TASK DATA:

++++++++++

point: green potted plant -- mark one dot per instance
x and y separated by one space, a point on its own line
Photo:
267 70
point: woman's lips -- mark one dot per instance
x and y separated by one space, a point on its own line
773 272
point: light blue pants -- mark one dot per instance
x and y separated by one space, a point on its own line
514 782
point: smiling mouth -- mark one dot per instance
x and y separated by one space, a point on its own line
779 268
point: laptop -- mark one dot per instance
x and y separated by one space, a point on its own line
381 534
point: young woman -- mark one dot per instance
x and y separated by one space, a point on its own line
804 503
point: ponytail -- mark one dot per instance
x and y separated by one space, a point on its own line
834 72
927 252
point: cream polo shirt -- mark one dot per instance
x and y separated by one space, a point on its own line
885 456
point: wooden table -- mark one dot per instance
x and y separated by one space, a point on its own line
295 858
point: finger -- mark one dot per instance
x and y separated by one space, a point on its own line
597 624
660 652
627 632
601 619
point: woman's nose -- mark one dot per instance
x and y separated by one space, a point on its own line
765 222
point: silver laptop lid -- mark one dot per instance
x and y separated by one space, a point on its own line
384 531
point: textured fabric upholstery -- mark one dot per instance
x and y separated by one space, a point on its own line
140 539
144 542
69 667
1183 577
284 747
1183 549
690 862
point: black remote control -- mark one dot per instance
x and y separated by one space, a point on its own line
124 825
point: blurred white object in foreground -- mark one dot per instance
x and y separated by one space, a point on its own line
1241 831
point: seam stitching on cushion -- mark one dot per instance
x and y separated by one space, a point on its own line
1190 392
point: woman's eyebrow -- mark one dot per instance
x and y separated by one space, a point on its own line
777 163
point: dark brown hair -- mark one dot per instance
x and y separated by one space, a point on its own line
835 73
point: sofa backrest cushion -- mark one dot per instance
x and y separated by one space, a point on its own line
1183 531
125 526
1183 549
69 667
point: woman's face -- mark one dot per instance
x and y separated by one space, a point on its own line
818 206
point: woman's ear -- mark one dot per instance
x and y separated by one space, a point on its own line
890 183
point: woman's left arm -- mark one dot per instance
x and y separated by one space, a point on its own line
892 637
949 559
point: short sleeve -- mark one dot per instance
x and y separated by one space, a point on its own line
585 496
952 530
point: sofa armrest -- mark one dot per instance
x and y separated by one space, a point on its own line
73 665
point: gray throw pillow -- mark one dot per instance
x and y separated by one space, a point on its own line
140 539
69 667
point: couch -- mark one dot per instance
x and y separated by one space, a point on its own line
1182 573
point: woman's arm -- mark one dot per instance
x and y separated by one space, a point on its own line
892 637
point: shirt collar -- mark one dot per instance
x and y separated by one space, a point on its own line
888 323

++++++++++

Your task is to reproduce all the material exactly as it stands.

point: green potted plant -- mark one dot per instance
x and y separated by one space, a point on its own line
Photo:
267 70
point: woman's lips -- mark one dot per instance
x and y separated by one space, a point on its own line
773 272
point: light blue pants -- mark one dot per instance
x and y separated by one space, a point on its own line
514 782
point: smiling mouth -- mark one dot per instance
x and y separated by one space, a point on its own line
779 268
point: laptop -- mark one dot per instance
x and y separated by one space, a point on its own line
381 534
point: young woman -- mark one dot per instance
x and y separated by one space, a point on its own line
804 503
point: ponytail -- mark one dot per instance
x and y separated by one space, a point on its own line
834 72
927 252
point: cream polo shirt -- mark one dot per instance
x and y separated by one space, a point on its own line
885 456
point: wooden table -- mark one dot per instance
x and y separated by one space, a point on its own line
295 858
point: finger -- mark one dot per instance
x and y separated by one space, a point on its own line
597 624
660 652
627 632
601 619
point: woman's nose -- mark one dot per instance
x and y separated by one space, a point on its own line
765 222
point: silver laptop lid -- mark one dot per instance
x and y separated by one space, a point on its own line
384 531
point: textured fabric upholstery -- mark one dot per instance
x and y separated by one space, a point on its own line
140 539
144 542
69 667
1183 577
284 747
1183 549
690 862
point: black remote control -- mark one dot per instance
x and y separated by one space, a point on its own line
124 825
point: blurred white object in foreground -- mark one dot per instance
x and y separated by one space, a point on its own line
1241 831
point: seam stitching on cushion -- mark one dot per instance
x and y separated by one space, a point on its own line
1190 392
point: woman's eyebrow -- mark one dot per instance
x and y separated by one space, a point on its own line
777 163
point: dark brown hair -- mark one dot per instance
x and y separated by one space, a point on its own line
835 73
point: sofa backrest cushion -- mark one dot per instance
x and y separated by one space, a point on its own line
1183 531
125 526
1183 549
69 667
point: woman's face -- mark one dot per instance
x and y separated by one space, a point on its own line
818 206
point: woman's ear -- mark one dot per instance
x and y separated by one space, a point on its own line
890 183
point: woman's left arm -- mark one dot per instance
x and y separated by one space, a point on its own line
892 637
949 559
point: short sleeve -- mark one dot per instance
x and y separated by one space, a point on its own line
585 496
952 530
point: sofa armrest -- mark one dot per instance
x and y separated by one space, a point on its own line
73 665
point: gray throw pillow -- mark one dot per instance
x and y separated by one space, a point on its own line
140 539
69 667
point: couch -- mark one dot per instance
x and y separated by one space, a point on its own line
1182 573
point: woman's arm -- mark one dot per instance
x and y separated by one space, a point on its own line
892 637
point: shirt collar -- mark one dot per instance
x and y separated by one space, a point on its own line
888 323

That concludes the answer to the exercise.